— START —
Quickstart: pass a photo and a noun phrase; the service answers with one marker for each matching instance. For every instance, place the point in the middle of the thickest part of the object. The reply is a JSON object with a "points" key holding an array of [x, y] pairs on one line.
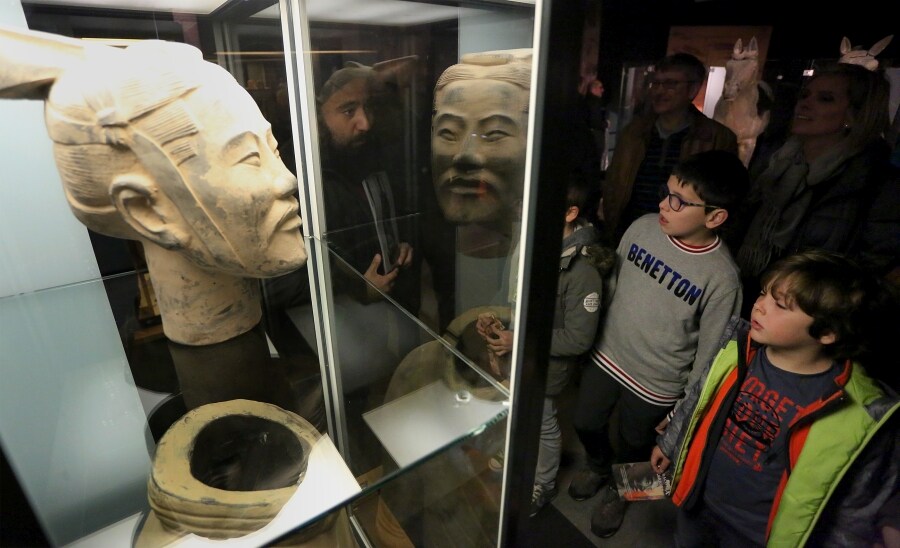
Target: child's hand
{"points": [[661, 427], [658, 461], [499, 340], [483, 323]]}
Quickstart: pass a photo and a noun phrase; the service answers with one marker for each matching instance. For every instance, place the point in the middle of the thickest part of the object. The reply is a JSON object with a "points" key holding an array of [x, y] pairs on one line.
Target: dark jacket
{"points": [[584, 266], [631, 147]]}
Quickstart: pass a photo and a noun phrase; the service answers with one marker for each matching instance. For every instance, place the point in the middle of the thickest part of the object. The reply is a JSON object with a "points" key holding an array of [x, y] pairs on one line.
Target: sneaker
{"points": [[586, 483], [608, 515], [495, 463], [541, 497]]}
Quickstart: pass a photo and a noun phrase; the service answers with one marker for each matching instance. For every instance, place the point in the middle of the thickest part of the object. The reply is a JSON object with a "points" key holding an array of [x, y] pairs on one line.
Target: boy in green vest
{"points": [[786, 440]]}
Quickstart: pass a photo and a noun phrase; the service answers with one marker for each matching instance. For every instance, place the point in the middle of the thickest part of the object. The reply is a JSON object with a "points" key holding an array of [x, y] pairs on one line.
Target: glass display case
{"points": [[363, 407]]}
— END —
* To do *
Count the lines in the records above that contain the string "Target", matching case exactly. Reply with the number only.

* Worked solution *
5